Фрагмент для чтения:
____________________
Сухой и горький жёлтый ливень

Из этих скрюченных сердец…

18 октября 1994 г., Johnstown

* * *

Тропа засыпана листами,

Они шуршат наперебой –

Багровый, жёлтый и рябой,

Но лес ещё живой местами.

Так вот и я отчасти жив,

Поскольку не пекусь о проке –

Пегасу Душу заложив,

За эти золотые строки.

21 октября 2003 г., Johnstown

Есть и другие протяжённые по времени циклы, связанные с любимыми местами. Скажем, можно говорить о Песнях Озера: стихах, сочинённых на озере Артур, что километров семьдесят на север от Питтсбурга. Однажды, разъезжая по просёлкам вокруг него, я сочинил двенадцать стихотворений (в какой-то момент слышал контрапунктом четыре сразу и испугался, что сошёл с ума).

Как уже говорилось, многие стихотворения возникли из музыкальных впечатлений, некоторые просто сочинялись во время импровизаций за роялем.
____________________
Элементы набора данных:
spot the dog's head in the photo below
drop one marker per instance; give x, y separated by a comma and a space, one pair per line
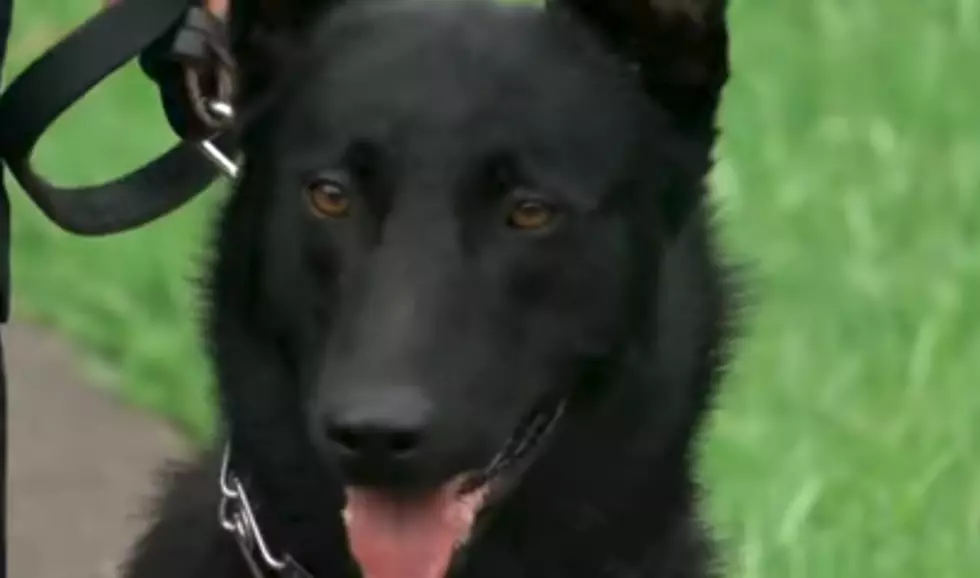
453, 218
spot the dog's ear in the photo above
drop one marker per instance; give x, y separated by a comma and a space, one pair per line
681, 46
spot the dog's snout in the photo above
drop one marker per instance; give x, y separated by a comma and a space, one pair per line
378, 434
374, 438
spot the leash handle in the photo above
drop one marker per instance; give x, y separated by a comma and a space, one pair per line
65, 74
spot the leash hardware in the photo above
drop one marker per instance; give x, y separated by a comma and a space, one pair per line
237, 517
211, 151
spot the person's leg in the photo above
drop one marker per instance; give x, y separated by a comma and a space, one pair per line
5, 15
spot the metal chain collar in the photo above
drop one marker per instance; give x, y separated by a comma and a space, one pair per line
236, 516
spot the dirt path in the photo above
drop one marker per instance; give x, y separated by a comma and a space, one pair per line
81, 464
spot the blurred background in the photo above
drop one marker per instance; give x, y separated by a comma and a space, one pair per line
847, 440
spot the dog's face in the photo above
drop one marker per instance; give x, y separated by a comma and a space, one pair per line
465, 208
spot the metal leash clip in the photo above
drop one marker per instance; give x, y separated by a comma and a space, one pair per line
236, 516
226, 165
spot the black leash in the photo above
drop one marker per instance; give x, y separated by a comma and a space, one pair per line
65, 74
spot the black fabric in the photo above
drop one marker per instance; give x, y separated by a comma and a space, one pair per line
5, 14
65, 74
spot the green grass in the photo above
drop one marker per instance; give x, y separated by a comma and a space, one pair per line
846, 443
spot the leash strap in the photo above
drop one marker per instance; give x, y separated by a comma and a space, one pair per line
65, 74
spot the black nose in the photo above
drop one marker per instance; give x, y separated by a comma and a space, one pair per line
378, 434
374, 438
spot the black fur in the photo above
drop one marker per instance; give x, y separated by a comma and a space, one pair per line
424, 312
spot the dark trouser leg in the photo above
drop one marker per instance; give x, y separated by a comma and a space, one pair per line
5, 14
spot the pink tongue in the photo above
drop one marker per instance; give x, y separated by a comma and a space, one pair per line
408, 538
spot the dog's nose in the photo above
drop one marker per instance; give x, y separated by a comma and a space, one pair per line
378, 432
374, 439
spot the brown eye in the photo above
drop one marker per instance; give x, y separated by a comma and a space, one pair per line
531, 215
327, 199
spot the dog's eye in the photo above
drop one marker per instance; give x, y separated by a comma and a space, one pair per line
327, 199
531, 215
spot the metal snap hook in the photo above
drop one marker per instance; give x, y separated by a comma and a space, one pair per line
225, 164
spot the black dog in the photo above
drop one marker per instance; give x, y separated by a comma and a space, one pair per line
466, 312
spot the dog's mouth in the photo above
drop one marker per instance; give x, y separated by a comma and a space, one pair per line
418, 537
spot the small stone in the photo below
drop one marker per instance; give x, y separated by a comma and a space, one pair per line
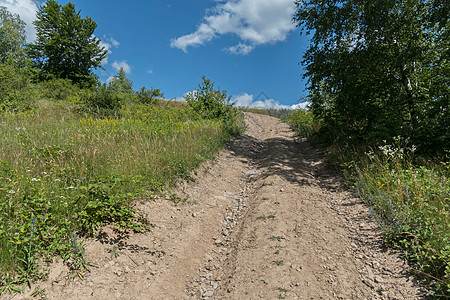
370, 273
251, 173
369, 283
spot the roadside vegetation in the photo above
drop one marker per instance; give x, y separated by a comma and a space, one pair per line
379, 91
76, 155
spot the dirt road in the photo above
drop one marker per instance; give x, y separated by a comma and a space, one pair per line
267, 220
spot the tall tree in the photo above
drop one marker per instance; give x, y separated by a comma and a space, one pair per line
120, 83
12, 38
379, 68
66, 46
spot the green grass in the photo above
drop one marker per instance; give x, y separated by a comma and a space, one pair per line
65, 174
409, 196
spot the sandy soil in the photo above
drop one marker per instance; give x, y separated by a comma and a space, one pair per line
267, 220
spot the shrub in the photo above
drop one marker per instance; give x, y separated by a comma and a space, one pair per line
59, 89
14, 86
102, 101
211, 103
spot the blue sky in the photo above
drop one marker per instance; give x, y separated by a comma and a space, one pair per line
250, 48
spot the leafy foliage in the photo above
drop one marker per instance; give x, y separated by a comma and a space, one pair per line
379, 69
149, 96
102, 101
66, 45
14, 86
210, 103
120, 83
12, 38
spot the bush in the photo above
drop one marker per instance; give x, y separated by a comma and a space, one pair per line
59, 89
102, 101
14, 87
210, 103
303, 122
149, 96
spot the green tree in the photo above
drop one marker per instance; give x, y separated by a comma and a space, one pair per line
12, 38
379, 69
120, 83
66, 46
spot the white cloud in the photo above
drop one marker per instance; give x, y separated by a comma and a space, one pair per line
246, 100
255, 22
26, 9
240, 49
121, 64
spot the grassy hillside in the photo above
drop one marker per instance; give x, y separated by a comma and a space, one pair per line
73, 160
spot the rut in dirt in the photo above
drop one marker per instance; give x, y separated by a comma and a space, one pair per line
302, 236
267, 220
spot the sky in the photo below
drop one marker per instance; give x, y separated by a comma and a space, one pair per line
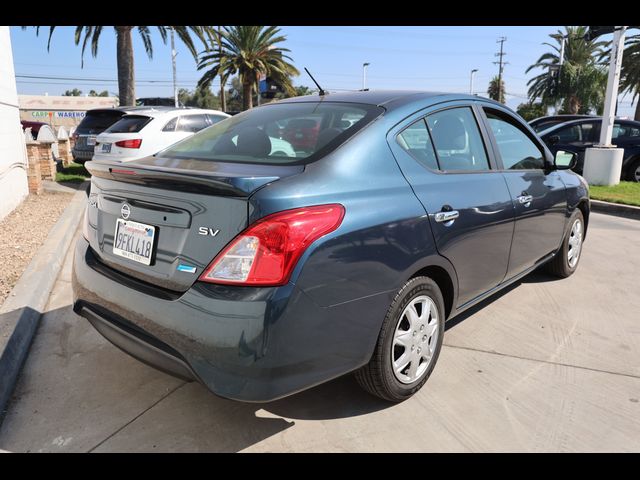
400, 57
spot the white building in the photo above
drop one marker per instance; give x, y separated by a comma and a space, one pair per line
13, 154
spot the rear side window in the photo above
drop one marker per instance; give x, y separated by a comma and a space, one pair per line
97, 122
192, 123
281, 133
457, 140
517, 150
129, 124
416, 141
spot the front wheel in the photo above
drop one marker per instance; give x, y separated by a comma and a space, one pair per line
409, 342
566, 260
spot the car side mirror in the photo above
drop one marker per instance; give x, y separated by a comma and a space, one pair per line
565, 160
554, 139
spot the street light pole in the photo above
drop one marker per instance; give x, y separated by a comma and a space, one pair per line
473, 72
173, 61
603, 163
613, 82
364, 75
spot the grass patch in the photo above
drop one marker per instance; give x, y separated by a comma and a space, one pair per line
75, 173
627, 193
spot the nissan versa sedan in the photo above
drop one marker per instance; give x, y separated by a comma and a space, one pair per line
261, 274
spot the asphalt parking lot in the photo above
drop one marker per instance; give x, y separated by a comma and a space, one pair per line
547, 365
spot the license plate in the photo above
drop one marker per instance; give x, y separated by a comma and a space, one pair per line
134, 241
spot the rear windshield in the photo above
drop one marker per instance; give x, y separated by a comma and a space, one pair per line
97, 122
129, 124
285, 133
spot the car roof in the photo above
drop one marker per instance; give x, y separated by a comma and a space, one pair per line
374, 97
579, 121
154, 111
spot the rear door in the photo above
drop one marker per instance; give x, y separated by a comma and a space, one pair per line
444, 158
538, 193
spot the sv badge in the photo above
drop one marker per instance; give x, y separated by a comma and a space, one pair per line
207, 231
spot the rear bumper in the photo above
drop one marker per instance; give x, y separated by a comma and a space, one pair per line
248, 344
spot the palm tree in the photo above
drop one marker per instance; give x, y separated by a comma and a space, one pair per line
126, 77
580, 82
249, 52
495, 92
630, 71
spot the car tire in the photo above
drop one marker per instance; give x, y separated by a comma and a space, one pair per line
379, 376
633, 172
562, 265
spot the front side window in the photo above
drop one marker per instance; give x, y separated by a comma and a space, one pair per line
416, 141
517, 150
281, 133
457, 140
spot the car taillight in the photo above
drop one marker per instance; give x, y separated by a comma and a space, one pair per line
267, 251
129, 143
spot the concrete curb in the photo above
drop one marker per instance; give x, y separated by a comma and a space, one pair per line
21, 311
627, 211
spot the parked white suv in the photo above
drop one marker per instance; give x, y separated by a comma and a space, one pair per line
148, 131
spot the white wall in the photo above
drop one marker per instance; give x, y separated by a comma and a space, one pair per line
13, 155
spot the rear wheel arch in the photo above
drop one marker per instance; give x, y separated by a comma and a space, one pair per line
445, 283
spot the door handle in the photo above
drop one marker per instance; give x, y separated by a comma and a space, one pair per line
447, 217
525, 199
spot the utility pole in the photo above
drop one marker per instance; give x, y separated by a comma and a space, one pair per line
364, 75
501, 63
603, 163
173, 61
473, 72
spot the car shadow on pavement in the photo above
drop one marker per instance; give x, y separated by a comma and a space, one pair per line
77, 392
536, 276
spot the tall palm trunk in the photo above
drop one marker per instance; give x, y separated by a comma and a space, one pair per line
223, 97
126, 75
247, 95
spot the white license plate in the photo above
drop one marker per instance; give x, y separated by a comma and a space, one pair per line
134, 240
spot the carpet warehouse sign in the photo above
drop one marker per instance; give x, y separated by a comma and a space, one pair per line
38, 115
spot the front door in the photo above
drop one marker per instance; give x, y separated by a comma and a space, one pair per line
538, 194
470, 211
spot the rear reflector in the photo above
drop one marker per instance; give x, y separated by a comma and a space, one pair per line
135, 143
267, 251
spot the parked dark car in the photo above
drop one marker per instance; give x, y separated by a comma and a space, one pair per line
578, 135
94, 123
542, 123
261, 274
35, 126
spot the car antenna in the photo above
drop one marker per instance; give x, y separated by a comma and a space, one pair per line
320, 90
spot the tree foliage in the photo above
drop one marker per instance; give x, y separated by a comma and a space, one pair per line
529, 111
580, 83
248, 52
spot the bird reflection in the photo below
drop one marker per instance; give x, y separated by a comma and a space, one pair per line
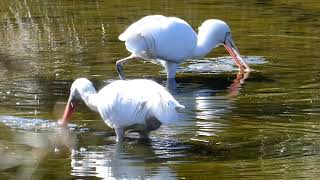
209, 100
117, 161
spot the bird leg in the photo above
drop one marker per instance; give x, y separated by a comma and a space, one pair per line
120, 134
153, 123
171, 69
119, 64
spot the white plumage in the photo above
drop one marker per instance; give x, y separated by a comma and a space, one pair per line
138, 104
171, 40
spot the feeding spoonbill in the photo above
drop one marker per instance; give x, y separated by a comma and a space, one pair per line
170, 41
140, 104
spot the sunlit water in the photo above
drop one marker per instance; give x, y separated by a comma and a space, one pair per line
254, 126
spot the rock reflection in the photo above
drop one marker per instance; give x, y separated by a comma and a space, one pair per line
211, 101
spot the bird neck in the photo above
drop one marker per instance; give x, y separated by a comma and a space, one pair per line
204, 45
89, 96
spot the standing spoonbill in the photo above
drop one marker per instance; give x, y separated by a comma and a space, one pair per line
140, 104
170, 41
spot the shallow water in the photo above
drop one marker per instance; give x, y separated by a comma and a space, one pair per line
265, 126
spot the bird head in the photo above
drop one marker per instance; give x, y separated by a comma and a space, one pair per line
220, 34
79, 85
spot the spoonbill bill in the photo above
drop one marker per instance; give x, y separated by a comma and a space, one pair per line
140, 104
170, 41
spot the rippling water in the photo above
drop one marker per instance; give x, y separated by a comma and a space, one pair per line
254, 126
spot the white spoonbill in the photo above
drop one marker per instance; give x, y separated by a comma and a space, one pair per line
140, 104
171, 40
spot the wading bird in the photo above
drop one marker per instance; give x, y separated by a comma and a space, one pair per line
170, 41
142, 105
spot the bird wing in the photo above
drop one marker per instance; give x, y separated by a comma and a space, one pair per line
139, 26
159, 37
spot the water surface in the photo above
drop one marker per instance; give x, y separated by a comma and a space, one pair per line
264, 127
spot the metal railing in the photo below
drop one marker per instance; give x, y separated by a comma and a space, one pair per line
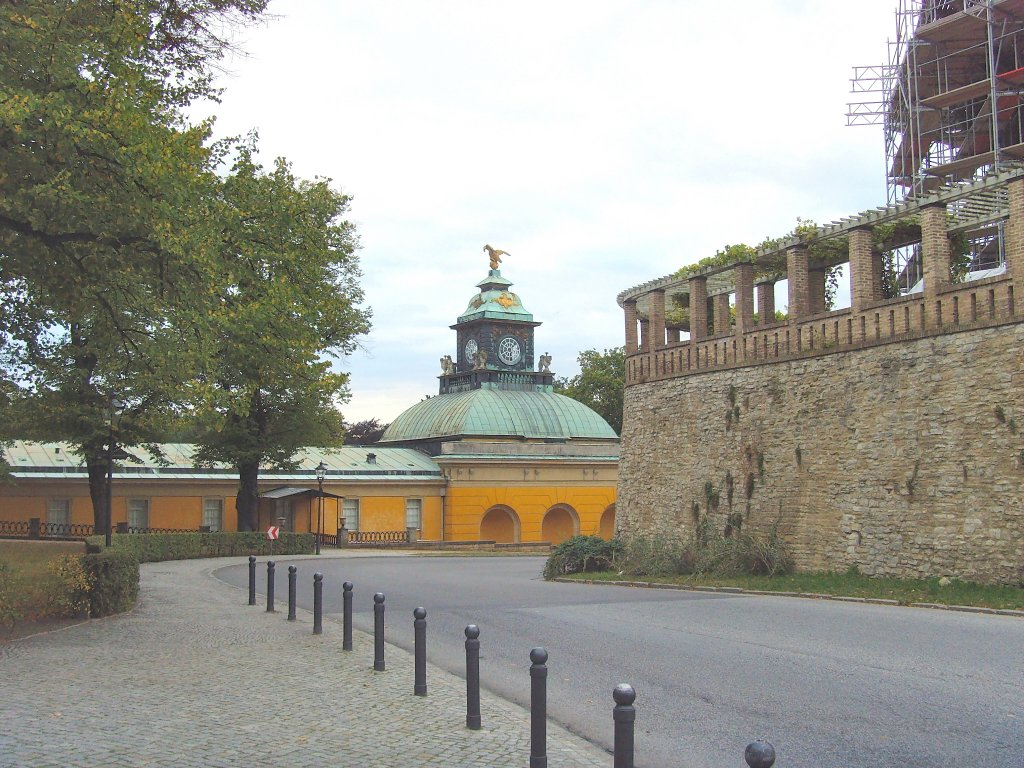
378, 537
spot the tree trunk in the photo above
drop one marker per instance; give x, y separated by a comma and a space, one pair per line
247, 500
99, 489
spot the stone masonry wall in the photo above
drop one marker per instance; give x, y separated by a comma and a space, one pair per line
905, 459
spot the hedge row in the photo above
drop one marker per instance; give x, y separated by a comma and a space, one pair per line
114, 582
158, 547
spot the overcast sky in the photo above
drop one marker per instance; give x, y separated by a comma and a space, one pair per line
601, 143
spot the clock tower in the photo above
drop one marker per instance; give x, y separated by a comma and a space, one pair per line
495, 337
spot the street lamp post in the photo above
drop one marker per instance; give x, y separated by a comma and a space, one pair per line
321, 474
112, 417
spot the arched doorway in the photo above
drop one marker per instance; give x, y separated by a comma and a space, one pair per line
500, 524
559, 523
606, 528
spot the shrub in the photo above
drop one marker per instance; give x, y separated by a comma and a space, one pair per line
10, 610
71, 590
707, 553
653, 556
581, 554
159, 547
114, 580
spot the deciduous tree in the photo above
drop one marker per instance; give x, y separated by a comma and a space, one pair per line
599, 383
291, 305
107, 210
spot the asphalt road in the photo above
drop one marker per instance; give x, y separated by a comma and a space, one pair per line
828, 683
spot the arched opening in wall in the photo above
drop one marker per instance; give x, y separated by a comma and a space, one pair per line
500, 524
559, 523
606, 528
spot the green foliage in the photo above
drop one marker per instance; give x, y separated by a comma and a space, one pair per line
582, 553
159, 547
11, 610
599, 384
708, 553
113, 578
71, 593
108, 213
288, 306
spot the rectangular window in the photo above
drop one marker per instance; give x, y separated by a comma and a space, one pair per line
213, 513
350, 511
58, 511
138, 513
414, 513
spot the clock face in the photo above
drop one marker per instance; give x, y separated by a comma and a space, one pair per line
509, 351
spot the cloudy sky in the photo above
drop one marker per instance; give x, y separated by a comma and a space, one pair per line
600, 142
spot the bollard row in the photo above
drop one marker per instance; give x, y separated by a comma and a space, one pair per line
757, 754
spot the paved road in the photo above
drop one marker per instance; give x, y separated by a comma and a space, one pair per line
196, 678
828, 683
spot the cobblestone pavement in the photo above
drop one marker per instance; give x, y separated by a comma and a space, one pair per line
196, 677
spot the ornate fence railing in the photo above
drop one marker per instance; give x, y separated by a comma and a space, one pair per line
37, 528
378, 537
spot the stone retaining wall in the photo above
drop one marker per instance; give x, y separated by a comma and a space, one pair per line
904, 459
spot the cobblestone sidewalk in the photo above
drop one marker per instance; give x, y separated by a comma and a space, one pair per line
195, 677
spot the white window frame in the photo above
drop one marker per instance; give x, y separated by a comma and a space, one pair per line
132, 515
348, 506
218, 523
58, 508
414, 513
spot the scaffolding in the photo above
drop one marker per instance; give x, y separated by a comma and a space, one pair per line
950, 101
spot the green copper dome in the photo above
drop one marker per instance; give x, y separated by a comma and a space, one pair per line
498, 413
495, 301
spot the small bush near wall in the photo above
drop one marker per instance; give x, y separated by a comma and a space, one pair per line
114, 582
582, 553
159, 547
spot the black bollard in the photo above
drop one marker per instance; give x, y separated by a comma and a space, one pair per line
317, 603
539, 709
252, 580
420, 640
346, 600
293, 578
473, 677
760, 755
625, 716
379, 632
269, 586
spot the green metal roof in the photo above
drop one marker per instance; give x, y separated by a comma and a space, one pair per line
498, 413
59, 460
495, 301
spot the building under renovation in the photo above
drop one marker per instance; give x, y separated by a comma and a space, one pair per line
887, 435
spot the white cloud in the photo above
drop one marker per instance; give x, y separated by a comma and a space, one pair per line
602, 143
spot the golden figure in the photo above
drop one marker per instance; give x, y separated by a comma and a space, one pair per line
495, 255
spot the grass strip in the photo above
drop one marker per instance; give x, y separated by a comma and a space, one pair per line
903, 591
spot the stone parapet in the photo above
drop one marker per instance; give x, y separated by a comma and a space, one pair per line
900, 459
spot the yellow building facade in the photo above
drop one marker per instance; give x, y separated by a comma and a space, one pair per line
497, 456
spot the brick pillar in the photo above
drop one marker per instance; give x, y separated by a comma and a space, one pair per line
721, 313
655, 313
744, 298
1014, 240
766, 302
816, 291
865, 270
935, 254
698, 308
630, 307
796, 269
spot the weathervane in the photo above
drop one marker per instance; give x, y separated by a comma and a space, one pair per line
495, 255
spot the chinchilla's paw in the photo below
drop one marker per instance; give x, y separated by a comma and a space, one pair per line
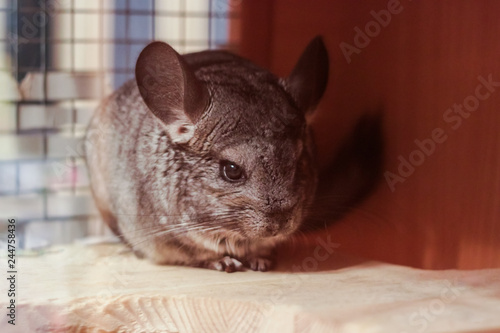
260, 264
226, 264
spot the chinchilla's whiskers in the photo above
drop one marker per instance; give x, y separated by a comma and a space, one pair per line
226, 220
225, 194
181, 231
____________________
Задание A: Где, согласно фрагменту, находится озеро Артур?
Задание B: Извлеките из списка все строки, в которых встречается слово «window».
Фрагмент и список представляют собой самостоятельные, не связанные между собой материалы.

Полный ответ A: Примерно в семидесяти километрах к северу от Питтсбурга.

Полный ответ B:
spot the rear side window in the photo above
spot the front side window in the photo above
spot the rectangular window in the photo above
spot the white window frame in the photo above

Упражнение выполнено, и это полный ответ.